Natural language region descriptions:
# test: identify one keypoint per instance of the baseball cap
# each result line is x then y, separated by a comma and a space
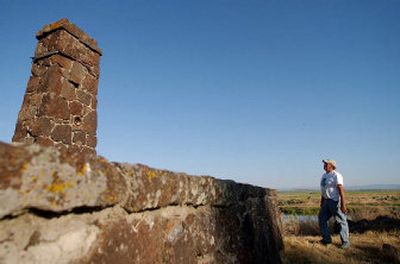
329, 161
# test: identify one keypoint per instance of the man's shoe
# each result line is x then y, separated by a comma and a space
345, 245
324, 242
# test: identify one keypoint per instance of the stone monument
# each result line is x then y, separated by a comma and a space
59, 107
58, 207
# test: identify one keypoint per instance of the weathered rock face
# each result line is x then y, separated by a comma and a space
63, 208
59, 107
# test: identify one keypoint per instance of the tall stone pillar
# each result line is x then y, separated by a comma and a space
59, 107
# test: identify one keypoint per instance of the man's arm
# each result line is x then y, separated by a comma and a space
342, 198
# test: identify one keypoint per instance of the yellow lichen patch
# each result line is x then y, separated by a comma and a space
33, 178
25, 166
85, 169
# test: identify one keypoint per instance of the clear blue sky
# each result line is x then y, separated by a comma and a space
254, 91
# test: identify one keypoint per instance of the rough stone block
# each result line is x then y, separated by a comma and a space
62, 133
54, 106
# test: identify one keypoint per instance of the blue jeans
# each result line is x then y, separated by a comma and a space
328, 209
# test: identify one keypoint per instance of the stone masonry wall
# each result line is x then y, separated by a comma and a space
59, 107
60, 208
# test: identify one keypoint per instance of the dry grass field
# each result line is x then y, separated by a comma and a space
374, 221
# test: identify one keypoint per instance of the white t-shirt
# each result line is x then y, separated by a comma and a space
329, 182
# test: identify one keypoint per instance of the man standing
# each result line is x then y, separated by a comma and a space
333, 204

Exercise requirements: Print the entries again exactly as they appear above. Do not print the pictures.

Exercise response:
# test: identify one keypoint per instance of the baseball cap
# each result line is x then y, separated by a comma and a space
329, 161
# test: identify one keypoint per instance of the man's shoe
# each result line is x then y, separated by a comma and a space
345, 245
324, 242
# test: identify one keypoint per instance of the stone monument
# each result line is x then y, separated by a comma and a space
59, 107
58, 207
# test: identify one keypoint per instance of the weathered rock face
# each result line is x then y, separated by a comma and a space
63, 208
59, 107
# test: identify one keypoint per instance of the tall stone pillar
# each result line is x then y, separated by a comma and a space
59, 107
# test: identify one keypoint per instance of the man's arm
# each result line is x then y, separated by a comma and a space
342, 198
# test: identify one keypoint per instance of the yellow lichen patch
# each result line is x then y, separated by a comma and a space
33, 178
25, 166
85, 169
# test: identify one keypoint per instance of the clear blue sky
# each result line is x then y, separated by a comma and a space
254, 91
# test: identify one keypoint per instance of the rough stone block
# each result line is x then y, separated by a comma and a space
62, 133
54, 106
# test: identify one keypoint per instance of the blue jeans
# each result line is x then y, separated by a comma and a space
328, 209
# test: identify one keypoint per instance of the stone masonry wall
# each result line is x then y, separated by a comma and a space
59, 107
60, 208
# test: identify one keypoint per instance of the dry grass field
# each result line is x then y, separated by a comma and a space
374, 221
# test: identify one keypoint per instance of the white t-shirt
# each result line is x then y, separated by a comma and a space
329, 182
# test: identify one keypoint per instance of the man standing
# each result line is x then y, separated by a comma and a space
333, 204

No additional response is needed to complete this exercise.